Exercise directions. Within the data that follows, how many lines carry the string "below"? Give the number alone.

Data supplied.
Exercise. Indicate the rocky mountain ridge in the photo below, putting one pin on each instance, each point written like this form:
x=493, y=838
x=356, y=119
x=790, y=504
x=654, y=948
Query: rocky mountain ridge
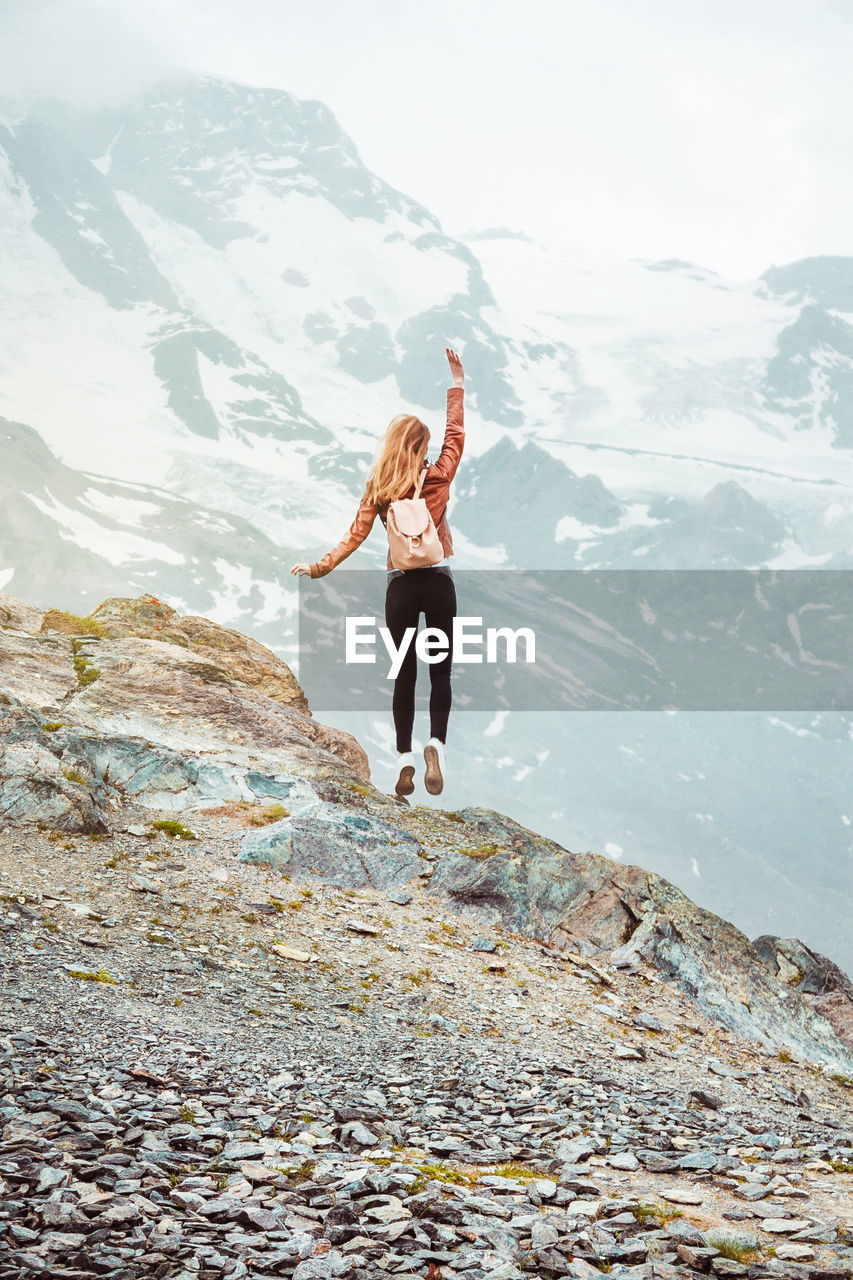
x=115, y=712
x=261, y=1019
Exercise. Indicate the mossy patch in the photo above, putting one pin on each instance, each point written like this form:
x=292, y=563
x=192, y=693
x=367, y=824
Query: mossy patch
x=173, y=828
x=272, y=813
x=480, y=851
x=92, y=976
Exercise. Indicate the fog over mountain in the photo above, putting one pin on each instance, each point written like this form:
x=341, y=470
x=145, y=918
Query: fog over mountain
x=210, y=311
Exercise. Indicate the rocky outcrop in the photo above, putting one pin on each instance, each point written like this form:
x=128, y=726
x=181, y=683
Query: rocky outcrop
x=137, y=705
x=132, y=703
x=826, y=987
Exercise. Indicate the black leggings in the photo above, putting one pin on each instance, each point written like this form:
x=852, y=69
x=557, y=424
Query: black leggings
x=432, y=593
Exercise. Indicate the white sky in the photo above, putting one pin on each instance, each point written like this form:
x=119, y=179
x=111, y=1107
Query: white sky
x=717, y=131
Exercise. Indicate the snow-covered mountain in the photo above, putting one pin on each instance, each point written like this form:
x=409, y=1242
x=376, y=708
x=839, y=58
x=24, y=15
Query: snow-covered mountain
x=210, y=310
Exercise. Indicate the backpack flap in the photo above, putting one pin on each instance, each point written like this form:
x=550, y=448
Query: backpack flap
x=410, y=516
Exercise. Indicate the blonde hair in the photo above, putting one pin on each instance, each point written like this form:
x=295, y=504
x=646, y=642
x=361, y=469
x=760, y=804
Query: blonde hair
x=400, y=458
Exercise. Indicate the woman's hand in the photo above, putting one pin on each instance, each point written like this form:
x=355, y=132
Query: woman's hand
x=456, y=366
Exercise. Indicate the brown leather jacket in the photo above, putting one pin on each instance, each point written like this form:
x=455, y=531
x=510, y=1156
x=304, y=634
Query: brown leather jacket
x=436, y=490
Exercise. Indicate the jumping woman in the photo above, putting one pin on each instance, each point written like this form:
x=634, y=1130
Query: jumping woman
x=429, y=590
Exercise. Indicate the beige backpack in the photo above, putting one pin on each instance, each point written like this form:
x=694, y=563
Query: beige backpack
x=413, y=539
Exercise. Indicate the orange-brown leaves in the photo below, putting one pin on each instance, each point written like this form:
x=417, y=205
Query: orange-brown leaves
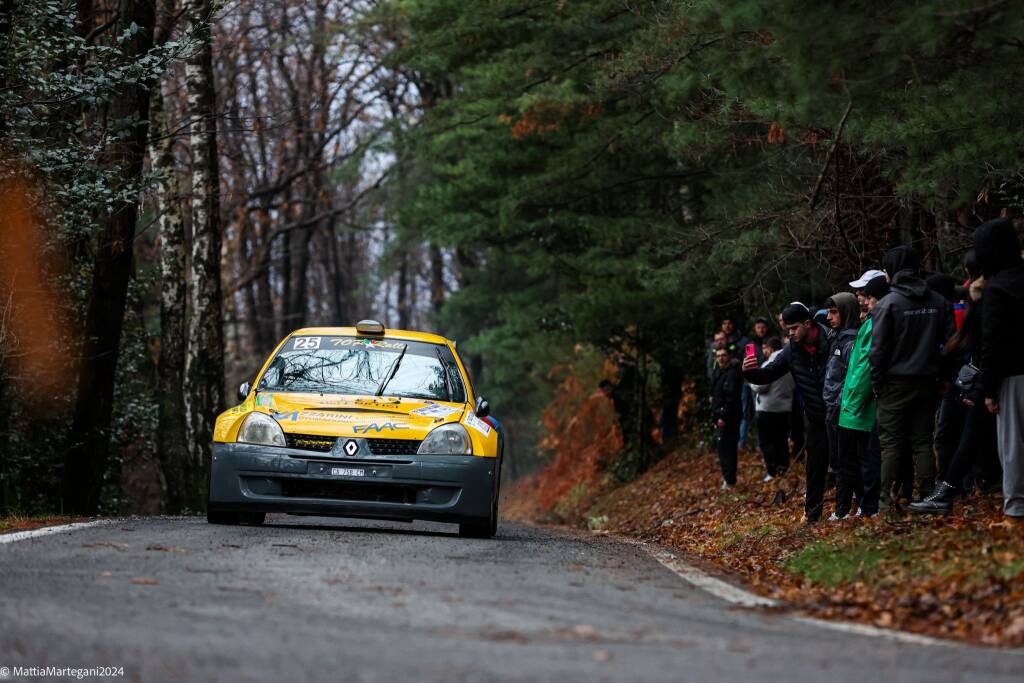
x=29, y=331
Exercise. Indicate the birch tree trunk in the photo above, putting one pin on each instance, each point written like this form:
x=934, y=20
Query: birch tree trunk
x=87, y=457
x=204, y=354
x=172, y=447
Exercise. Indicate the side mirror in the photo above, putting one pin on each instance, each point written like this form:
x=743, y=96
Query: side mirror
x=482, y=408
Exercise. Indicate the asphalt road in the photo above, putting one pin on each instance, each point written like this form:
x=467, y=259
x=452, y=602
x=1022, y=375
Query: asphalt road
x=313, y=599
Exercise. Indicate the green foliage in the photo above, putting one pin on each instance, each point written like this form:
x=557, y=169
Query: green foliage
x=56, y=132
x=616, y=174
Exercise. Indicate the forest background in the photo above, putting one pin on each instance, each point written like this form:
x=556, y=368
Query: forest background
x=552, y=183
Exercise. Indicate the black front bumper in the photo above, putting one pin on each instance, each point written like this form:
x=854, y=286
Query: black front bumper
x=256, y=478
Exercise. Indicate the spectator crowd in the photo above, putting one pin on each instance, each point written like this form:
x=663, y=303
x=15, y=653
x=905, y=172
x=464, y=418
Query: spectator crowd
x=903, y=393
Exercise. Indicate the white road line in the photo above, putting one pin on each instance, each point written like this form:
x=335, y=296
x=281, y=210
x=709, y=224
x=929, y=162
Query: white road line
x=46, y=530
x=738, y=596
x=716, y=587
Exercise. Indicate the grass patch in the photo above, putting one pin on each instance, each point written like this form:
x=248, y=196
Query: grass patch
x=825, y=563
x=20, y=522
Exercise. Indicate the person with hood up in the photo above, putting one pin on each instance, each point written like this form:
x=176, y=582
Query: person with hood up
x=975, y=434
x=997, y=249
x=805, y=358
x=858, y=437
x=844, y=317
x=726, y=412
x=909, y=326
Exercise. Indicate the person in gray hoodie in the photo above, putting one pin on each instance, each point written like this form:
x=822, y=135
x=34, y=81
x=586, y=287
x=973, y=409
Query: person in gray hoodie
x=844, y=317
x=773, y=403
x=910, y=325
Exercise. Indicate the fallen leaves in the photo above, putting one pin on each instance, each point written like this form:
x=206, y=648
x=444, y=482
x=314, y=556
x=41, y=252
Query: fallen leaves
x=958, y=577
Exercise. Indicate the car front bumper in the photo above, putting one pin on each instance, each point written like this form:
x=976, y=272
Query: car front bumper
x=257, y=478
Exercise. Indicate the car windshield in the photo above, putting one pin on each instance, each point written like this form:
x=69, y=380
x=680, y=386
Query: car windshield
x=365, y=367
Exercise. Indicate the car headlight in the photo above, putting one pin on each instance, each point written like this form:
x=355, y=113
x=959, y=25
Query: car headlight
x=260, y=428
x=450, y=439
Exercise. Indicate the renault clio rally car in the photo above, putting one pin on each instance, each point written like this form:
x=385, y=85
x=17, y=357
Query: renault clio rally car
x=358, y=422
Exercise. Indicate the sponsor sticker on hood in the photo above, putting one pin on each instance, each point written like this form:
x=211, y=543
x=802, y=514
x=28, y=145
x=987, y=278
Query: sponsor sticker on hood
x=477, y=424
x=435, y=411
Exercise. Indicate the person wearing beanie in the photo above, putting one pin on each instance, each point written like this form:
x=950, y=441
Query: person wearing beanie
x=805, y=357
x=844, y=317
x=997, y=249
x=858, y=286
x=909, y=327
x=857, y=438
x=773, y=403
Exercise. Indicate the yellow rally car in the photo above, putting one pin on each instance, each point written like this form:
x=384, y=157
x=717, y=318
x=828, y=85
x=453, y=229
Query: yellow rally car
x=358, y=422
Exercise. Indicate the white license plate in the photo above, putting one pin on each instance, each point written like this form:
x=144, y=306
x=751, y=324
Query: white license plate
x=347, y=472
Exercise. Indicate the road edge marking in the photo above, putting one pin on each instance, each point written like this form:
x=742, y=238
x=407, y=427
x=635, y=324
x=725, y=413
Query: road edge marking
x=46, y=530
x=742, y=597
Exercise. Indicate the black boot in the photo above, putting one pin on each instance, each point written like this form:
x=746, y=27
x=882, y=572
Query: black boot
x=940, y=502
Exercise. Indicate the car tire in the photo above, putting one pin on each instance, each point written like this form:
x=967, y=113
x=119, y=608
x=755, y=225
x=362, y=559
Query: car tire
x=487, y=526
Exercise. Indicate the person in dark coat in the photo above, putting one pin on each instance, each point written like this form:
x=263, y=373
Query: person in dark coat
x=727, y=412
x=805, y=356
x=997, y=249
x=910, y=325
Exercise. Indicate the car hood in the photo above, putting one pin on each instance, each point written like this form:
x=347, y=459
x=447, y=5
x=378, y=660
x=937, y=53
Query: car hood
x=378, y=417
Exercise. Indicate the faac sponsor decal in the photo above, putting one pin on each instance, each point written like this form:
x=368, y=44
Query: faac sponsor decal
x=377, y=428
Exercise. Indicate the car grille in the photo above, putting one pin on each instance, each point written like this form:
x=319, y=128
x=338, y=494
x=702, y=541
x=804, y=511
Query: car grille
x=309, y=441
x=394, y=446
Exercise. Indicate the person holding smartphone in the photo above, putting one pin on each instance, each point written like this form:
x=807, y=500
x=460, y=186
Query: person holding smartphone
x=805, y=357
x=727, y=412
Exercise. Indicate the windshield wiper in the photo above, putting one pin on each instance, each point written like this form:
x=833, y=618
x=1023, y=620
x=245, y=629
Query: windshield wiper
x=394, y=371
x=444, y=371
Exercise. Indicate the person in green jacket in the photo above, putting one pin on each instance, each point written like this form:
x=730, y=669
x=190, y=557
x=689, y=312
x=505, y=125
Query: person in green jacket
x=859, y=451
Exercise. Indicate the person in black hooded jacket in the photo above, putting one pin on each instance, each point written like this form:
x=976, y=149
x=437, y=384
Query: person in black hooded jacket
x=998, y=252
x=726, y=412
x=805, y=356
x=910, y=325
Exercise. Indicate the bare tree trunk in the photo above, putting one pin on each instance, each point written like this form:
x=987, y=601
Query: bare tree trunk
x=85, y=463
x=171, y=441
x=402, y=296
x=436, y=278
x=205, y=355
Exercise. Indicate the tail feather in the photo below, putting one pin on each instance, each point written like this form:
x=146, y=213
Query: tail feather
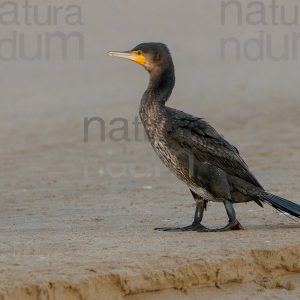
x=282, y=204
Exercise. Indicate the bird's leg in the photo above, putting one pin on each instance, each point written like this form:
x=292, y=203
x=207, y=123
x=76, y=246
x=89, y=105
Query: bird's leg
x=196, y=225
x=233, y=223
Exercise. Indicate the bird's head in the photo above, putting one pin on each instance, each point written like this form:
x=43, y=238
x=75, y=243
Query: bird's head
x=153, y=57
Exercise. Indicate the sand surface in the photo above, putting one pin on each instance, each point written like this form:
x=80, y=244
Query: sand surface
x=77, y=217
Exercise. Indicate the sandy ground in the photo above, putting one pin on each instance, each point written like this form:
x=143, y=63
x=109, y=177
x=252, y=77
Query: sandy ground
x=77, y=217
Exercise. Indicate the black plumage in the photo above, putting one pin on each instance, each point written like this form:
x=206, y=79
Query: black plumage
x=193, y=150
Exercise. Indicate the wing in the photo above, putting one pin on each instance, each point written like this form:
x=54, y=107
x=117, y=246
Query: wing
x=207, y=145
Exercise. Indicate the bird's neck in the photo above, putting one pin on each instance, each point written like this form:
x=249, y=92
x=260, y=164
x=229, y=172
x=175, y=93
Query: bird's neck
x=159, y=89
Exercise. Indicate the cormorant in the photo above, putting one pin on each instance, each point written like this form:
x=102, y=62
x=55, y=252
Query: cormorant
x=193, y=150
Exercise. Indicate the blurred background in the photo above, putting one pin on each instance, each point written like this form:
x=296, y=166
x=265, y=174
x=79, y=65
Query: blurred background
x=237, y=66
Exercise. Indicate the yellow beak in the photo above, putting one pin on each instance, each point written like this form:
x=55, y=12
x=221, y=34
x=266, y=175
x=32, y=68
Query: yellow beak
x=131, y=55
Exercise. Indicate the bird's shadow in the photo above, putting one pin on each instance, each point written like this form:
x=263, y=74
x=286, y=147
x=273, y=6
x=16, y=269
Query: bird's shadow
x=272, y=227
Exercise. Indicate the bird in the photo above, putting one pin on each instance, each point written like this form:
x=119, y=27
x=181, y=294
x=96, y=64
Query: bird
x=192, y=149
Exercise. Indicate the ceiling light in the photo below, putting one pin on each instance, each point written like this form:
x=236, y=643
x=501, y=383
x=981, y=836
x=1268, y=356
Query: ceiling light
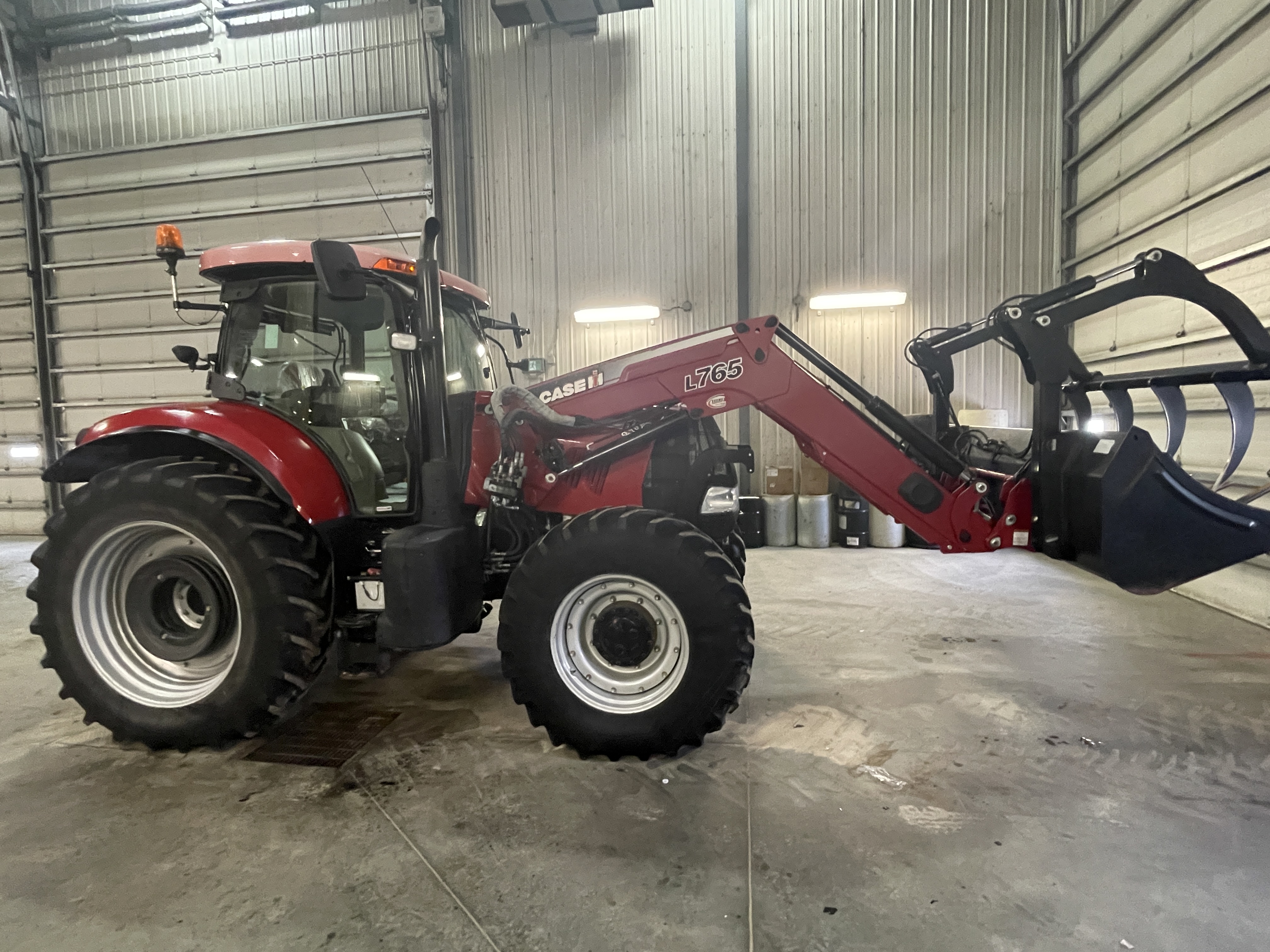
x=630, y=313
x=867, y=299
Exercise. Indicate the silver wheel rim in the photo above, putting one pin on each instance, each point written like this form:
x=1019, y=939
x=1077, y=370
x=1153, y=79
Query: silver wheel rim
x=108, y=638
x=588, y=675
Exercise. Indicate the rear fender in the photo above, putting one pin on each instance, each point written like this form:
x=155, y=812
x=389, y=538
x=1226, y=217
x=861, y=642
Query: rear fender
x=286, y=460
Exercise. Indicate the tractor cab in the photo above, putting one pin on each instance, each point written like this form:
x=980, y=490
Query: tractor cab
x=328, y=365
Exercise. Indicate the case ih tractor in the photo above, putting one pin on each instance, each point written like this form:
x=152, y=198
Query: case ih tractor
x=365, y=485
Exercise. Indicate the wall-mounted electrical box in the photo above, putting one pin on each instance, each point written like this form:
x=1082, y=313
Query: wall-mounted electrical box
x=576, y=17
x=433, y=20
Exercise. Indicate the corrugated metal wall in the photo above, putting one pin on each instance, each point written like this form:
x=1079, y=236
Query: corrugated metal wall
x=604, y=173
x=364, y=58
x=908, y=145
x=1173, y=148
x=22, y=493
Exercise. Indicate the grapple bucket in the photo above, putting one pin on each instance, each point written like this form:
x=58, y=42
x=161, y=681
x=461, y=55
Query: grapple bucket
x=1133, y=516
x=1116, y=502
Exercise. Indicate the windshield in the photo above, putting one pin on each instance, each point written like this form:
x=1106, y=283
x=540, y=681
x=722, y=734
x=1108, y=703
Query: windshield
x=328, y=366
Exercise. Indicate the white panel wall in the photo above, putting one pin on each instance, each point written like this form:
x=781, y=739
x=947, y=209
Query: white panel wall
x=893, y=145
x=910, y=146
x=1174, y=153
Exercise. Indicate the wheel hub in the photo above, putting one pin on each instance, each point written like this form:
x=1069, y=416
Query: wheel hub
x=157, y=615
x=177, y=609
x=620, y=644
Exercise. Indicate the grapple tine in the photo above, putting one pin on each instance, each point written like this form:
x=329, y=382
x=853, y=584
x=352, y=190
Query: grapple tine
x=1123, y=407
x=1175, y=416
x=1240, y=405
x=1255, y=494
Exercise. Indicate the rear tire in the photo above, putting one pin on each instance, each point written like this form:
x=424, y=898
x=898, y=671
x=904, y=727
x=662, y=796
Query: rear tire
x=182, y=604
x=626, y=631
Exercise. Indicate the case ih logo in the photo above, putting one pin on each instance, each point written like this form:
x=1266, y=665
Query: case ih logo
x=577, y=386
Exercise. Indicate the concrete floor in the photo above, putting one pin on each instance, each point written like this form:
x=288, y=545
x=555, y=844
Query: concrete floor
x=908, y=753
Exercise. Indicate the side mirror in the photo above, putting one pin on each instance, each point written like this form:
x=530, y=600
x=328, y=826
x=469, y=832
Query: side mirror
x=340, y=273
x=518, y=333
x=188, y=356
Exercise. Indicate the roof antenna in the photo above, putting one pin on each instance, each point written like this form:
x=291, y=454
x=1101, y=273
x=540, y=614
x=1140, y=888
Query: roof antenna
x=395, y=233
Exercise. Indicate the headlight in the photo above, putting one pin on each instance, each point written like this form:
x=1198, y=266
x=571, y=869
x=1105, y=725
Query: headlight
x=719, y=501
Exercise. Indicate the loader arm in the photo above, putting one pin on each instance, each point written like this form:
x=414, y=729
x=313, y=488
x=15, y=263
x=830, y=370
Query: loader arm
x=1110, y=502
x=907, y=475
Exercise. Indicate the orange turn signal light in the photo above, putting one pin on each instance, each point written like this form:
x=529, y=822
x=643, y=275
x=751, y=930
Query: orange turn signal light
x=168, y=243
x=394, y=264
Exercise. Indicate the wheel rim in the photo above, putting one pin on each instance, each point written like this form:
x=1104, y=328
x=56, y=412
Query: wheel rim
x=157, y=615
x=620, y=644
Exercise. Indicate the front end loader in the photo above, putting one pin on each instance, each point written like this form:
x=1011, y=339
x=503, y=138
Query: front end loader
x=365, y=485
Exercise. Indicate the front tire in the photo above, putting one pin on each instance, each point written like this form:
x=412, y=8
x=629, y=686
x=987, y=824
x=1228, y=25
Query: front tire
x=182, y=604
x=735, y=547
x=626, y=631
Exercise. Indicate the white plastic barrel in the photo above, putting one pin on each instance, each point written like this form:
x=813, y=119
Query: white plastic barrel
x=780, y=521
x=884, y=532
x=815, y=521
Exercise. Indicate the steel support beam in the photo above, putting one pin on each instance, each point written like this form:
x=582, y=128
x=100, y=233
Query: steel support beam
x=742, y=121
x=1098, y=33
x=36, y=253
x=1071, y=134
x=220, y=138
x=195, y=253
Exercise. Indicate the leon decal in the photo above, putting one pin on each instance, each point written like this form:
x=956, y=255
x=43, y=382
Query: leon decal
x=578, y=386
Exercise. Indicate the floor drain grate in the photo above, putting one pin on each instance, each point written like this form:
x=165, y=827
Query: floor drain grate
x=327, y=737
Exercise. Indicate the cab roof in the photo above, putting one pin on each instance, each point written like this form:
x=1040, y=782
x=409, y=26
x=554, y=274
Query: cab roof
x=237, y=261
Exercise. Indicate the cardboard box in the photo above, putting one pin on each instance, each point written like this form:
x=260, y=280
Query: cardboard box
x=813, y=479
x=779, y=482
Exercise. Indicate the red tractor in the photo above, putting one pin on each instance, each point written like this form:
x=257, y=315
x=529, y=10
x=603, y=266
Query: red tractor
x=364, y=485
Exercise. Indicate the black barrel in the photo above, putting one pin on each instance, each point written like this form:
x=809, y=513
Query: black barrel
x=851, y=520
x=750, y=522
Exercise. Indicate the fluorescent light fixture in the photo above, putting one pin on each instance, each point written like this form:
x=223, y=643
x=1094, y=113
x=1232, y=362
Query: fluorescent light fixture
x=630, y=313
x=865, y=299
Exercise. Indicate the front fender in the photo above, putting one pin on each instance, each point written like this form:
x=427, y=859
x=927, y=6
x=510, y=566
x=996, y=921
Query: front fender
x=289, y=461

Written response. 4